### Using the information
1 – In the hatha yoga article, where and how long ago was hatha yoga founded?
2 – Turn the paragraph of the hatha yoga article that begins "For beginners, hatha yoga is a great choice" into a short bulleted list that keeps its main facts.

### Reading passage
========================

What Is Hatha Yoga?
What is hatha yoga? As a practice, it is referred to two types of complete opposite meanings from the (Sanskrit) word from hatha that transfigures to sun (Ha) and the moon (Tha) to represent a set of physical elements that make hatha the yoga practice of balance. It also incorporates elements such as pranayama and meditation to improve oxygen flow to the body as well as focus. Hatha was created and founded in northern India more than 5,000 years ago with the intention of preparing the mind for meditation.
For beginners, hatha yoga is a great choice to start practicing and learning how to control your breathing, hold poses, and establish clarity through meditation. The practice itself uses physical poses like downward dog, mountain pose, and child’s pose that are basic and gentle in flow to generate strength and flexibility. This helps to decrease the risk of injury within the muscles through stretching and twisting in different poses.
Hatha Yoga and Meditation
In hatha, meditation is a key component that is used in a variety of poses to improve and regulate breathing. This is done by bringing awareness to the body that goes beyond the mind because it blocks out distractions so that silence emerges to discover one’s true self through acceptance and promotion of ongoing emotional and physical well-being.

========================

### Data
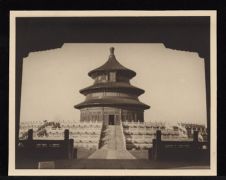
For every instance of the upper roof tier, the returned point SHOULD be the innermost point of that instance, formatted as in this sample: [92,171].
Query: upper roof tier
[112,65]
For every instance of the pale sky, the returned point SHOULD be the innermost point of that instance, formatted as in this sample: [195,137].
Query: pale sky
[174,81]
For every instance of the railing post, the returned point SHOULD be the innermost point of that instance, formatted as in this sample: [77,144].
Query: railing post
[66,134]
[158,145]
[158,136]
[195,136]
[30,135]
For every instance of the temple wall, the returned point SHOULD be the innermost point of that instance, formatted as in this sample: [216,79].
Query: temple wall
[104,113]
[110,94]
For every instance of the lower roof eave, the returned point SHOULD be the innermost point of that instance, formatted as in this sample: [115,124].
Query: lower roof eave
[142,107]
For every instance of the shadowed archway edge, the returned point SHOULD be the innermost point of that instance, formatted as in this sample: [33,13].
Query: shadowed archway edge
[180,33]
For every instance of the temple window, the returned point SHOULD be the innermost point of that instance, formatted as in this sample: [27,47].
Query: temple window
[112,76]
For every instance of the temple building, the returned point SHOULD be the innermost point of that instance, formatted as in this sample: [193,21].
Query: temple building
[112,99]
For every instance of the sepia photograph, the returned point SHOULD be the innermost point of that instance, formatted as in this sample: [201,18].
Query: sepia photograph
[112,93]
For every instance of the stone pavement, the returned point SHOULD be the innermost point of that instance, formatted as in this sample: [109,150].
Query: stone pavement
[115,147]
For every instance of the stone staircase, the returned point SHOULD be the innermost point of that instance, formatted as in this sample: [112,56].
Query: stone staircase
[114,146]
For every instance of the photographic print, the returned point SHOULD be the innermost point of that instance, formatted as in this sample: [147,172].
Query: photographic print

========================

### Answers by task
1 – It was founded in northern India more than 5,000 years ago.

2 –
- Hatha yoga is a good choice for beginners learning to control their breathing, hold poses, and find clarity through meditation.
- It uses basic, gentle poses such as downward dog, mountain pose, and child's pose to build strength and flexibility.
- Stretching and twisting in these poses lowers the risk of muscle injury.